PROVIDED TEXT:
In reality as you know, we didn’t have to float a bond, but it’s better for both the politicians and the school board to let things fester to the point of criticality, then conveniently dump the decision on the voter in the form of a bond rather than demand accountability and fix the problem,
It really is too bad that political gamesmanship has deteriorated to such an obviously level of deceptive strategies and tactics. what is really tragic however, is that voters are not paying attention in enough numbers until the unacknowledged costs are already baked in.
Deborah Fulghieri
/ June 7, 2015The million-dollar hi-rise firetruck also requires 3 shifts of 5 persons each (i.e 15 people hired– payroll, pension, health coverage), this according to the asst. fire chief. Police coverage is a per capita calculation (according to the the same source). Obey Creek doesn’t pay for itself, the costs fall on the people already living here.

TASK SET:
(A) Rewrite the stretch of the Obey Creek comments from "Deborah Fulghieri" through "already living here.", changing "firetruck" to "fire engine".
(B) According to the Obey Creek comments, how many people must be hired to staff the hi-rise firetruck?
(C) Carry the Obey Creek comments forward from their last sentence.

EXERCISE DATA:
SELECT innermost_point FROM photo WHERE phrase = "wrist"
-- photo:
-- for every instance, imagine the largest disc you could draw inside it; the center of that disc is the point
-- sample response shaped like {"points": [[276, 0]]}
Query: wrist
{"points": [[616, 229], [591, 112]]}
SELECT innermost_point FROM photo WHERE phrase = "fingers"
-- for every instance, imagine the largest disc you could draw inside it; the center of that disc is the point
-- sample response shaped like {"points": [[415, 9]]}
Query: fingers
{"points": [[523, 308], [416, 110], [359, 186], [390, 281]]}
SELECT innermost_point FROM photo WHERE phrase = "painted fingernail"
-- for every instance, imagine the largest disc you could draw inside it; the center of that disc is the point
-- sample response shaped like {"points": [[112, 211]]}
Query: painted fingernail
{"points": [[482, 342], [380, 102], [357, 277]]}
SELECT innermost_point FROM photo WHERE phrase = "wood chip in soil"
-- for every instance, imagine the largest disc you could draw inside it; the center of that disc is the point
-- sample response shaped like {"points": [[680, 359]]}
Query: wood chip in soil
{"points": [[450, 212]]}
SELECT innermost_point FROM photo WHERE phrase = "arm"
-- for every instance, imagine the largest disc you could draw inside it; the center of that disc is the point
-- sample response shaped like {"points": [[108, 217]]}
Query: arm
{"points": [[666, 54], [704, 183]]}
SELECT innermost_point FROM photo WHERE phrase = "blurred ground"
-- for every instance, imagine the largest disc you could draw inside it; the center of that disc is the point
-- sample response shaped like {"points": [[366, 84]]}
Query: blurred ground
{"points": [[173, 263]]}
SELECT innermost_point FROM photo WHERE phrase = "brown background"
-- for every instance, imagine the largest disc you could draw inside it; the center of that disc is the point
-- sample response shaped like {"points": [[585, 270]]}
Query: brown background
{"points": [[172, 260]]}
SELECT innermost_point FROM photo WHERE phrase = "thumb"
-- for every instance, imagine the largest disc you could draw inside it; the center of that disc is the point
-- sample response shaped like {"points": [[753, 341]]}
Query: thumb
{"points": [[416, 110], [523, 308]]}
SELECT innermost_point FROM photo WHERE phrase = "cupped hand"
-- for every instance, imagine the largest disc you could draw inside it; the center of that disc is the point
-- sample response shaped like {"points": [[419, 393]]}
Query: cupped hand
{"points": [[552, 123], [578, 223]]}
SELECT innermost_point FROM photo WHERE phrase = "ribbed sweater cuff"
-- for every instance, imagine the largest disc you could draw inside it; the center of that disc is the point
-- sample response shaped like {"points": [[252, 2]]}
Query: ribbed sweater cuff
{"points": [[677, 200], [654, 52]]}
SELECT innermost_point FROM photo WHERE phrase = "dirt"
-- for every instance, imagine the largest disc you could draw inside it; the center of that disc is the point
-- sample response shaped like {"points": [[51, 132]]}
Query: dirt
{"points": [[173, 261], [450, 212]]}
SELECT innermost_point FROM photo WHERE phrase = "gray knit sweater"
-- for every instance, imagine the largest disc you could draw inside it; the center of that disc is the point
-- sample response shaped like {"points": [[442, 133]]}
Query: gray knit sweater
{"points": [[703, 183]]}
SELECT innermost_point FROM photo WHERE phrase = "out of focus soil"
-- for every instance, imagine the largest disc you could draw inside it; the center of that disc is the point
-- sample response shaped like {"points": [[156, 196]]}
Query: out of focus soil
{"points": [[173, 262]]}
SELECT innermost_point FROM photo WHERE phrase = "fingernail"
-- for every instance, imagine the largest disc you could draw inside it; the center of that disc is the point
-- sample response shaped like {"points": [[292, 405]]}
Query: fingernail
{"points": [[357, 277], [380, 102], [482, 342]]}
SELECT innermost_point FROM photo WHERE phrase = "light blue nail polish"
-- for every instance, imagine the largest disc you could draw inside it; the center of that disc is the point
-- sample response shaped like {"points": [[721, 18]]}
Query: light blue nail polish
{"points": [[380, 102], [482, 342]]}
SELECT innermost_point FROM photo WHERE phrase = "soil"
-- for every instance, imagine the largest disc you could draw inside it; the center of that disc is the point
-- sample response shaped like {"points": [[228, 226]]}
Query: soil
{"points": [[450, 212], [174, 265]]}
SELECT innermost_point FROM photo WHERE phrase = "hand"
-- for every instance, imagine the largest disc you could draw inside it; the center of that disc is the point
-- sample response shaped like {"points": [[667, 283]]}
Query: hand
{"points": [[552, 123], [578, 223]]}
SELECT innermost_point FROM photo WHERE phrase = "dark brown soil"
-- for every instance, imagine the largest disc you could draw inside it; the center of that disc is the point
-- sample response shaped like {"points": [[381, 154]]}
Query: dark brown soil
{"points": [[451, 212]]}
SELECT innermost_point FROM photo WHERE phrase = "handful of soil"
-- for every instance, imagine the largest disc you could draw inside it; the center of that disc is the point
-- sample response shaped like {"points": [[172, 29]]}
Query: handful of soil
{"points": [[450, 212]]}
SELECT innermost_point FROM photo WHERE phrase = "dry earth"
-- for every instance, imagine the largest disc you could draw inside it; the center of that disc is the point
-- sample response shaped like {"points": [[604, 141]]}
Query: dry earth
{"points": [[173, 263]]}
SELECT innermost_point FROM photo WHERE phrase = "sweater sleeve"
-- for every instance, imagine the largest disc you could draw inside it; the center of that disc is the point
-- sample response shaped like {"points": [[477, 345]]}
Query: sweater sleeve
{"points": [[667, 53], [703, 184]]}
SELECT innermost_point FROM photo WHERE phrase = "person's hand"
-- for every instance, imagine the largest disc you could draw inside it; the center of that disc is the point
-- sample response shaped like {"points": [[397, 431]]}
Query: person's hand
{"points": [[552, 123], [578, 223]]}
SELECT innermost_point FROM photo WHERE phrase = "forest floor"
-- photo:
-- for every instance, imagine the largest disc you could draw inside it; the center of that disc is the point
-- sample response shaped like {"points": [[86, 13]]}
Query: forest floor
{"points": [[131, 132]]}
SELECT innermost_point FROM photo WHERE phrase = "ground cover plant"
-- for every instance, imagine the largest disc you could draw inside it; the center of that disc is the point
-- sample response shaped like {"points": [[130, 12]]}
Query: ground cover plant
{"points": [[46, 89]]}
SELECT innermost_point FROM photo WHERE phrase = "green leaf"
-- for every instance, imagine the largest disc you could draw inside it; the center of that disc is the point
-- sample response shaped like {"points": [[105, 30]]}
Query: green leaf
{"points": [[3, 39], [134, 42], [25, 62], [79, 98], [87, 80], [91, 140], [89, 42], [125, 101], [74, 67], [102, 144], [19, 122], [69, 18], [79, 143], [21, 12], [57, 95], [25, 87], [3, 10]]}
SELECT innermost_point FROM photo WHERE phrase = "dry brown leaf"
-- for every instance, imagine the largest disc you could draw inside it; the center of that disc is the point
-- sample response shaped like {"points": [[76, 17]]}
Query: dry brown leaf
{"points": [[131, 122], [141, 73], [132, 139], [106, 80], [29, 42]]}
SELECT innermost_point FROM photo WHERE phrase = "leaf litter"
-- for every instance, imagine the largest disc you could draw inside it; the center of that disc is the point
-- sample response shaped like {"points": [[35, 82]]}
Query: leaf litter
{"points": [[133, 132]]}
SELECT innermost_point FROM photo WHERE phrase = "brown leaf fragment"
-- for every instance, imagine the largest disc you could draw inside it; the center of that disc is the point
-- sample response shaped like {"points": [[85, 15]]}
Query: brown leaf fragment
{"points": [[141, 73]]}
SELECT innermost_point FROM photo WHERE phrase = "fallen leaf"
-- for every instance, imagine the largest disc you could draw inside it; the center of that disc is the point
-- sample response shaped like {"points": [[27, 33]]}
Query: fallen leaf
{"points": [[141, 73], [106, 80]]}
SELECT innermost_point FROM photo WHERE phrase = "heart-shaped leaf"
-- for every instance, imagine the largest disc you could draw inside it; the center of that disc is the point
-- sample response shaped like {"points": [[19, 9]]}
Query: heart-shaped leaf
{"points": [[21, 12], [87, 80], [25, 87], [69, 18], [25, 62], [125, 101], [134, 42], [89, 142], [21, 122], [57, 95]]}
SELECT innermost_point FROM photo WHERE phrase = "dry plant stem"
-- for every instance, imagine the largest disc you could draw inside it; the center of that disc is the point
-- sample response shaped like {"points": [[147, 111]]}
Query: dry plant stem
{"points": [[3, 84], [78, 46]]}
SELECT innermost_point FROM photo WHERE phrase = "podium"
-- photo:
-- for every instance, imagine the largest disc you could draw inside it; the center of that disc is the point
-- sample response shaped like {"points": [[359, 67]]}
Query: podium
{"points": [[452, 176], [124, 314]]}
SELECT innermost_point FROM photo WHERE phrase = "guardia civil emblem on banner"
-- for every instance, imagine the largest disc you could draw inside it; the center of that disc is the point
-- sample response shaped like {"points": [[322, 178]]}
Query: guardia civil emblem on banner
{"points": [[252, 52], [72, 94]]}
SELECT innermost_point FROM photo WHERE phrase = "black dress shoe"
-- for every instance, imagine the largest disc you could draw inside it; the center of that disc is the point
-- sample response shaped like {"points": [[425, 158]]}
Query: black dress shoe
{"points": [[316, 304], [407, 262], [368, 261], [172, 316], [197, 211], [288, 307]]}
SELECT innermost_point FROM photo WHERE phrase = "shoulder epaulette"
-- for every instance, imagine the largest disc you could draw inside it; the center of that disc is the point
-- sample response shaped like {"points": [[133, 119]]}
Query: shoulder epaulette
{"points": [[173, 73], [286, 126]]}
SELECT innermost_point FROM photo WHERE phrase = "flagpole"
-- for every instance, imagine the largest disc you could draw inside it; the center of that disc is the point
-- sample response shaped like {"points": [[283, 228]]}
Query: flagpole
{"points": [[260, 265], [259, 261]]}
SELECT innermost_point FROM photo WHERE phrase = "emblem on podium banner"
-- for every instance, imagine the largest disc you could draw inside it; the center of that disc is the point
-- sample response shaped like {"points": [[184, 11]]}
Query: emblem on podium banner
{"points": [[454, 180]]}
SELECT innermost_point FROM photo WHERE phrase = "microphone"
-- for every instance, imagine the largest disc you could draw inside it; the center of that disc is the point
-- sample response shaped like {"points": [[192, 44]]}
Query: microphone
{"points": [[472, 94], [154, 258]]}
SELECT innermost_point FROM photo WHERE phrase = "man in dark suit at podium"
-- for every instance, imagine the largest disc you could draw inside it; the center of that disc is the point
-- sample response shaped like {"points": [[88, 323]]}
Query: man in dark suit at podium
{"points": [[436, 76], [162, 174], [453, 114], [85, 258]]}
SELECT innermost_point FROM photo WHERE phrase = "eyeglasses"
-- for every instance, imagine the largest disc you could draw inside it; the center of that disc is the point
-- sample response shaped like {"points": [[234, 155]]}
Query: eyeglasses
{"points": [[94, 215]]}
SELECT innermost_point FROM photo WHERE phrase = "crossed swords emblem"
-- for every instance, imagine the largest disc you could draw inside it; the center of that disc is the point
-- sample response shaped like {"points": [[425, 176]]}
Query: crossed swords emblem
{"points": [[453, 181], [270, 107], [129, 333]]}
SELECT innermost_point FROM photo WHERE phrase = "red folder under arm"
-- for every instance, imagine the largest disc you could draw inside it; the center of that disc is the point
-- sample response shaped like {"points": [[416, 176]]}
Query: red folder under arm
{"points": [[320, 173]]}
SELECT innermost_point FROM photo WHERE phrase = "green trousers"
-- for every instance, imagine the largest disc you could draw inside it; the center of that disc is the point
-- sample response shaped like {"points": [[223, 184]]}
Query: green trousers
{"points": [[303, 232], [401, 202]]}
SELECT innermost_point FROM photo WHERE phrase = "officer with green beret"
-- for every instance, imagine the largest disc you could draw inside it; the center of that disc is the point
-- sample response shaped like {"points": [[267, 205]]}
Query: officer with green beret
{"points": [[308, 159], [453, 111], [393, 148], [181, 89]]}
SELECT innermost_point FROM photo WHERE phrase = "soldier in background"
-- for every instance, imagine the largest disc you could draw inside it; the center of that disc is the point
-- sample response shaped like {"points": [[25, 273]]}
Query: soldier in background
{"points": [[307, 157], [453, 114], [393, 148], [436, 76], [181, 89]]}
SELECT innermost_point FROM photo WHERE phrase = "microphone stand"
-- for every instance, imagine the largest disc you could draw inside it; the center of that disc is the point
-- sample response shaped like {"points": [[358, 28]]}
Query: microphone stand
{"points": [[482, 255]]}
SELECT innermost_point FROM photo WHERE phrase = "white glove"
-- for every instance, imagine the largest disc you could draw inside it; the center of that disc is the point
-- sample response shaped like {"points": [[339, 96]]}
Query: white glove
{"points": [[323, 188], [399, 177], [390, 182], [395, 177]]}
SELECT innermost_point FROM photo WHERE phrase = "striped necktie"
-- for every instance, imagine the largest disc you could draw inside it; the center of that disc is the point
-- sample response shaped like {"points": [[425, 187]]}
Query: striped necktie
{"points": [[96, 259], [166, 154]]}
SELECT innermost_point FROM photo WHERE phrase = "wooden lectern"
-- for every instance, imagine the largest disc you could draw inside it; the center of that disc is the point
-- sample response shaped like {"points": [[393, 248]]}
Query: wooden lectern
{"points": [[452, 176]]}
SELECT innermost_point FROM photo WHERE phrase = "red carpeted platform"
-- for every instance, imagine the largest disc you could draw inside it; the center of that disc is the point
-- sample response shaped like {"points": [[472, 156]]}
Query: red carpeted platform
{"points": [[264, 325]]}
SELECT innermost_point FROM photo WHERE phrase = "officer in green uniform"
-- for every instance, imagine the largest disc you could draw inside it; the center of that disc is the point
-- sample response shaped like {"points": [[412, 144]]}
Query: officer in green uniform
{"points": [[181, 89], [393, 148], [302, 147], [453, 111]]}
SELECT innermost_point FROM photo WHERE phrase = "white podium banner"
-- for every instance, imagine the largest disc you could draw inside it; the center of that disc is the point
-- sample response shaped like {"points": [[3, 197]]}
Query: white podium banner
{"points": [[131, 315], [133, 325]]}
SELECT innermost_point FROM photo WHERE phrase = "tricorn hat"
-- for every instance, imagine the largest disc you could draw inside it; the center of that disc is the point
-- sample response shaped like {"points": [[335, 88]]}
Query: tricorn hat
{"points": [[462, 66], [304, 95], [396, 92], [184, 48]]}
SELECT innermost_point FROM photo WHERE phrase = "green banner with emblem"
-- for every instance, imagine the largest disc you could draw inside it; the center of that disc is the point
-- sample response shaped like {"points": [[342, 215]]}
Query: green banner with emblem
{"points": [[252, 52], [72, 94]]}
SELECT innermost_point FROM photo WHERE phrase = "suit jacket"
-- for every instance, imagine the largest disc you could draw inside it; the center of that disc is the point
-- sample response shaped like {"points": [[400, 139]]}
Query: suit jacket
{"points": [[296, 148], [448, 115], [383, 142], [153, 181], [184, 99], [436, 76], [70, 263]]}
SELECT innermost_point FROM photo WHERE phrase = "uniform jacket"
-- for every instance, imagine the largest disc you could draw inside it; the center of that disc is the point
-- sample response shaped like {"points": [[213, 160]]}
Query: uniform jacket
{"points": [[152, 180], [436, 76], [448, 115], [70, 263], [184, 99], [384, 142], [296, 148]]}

ANSWERS IN ORDER:
(A)
Deborah Fulghieri
/ June 7, 2015The million-dollar hi-rise fire engine also requires 3 shifts of 5 persons each (i.e 15 people hired– payroll, pension, health coverage), this according to the asst. fire chief. Police coverage is a per capita calculation (according to the the same source). Obey Creek doesn’t pay for itself, the costs fall on the people already living here.

(B) Fifteen people: three shifts of five persons each.

(C)
Alex McCusker
/ June 9, 2015Thanks for the good articles on Obey Creek and also on local retail.
It does surprise me that the council has been able to change the land use agreed to when Southern Village was initiated.
Isn’t there some other model of development (perhaps the Charlottesville VA example) than sprawling areas of highly similar retail space? Chapel Hill has a lot going for it, mostly its unique character and moderate scale. Will this expansion help anything in Chapel Hill?